*Given information*.
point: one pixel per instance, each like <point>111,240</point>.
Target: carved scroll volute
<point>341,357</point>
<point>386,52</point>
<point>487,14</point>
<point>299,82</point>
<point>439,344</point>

*Work to do*. Rescale the entries by copying out every line, the first two included. Multiply each coordinate in the marked points by 1.6 and round to whole numbers, with halves going up, but leave the sample 111,240 in the first line as it is.

*The completed task*.
point: one pixel per instance, each like <point>111,240</point>.
Target: carved scroll volute
<point>546,571</point>
<point>618,83</point>
<point>779,22</point>
<point>478,131</point>
<point>702,550</point>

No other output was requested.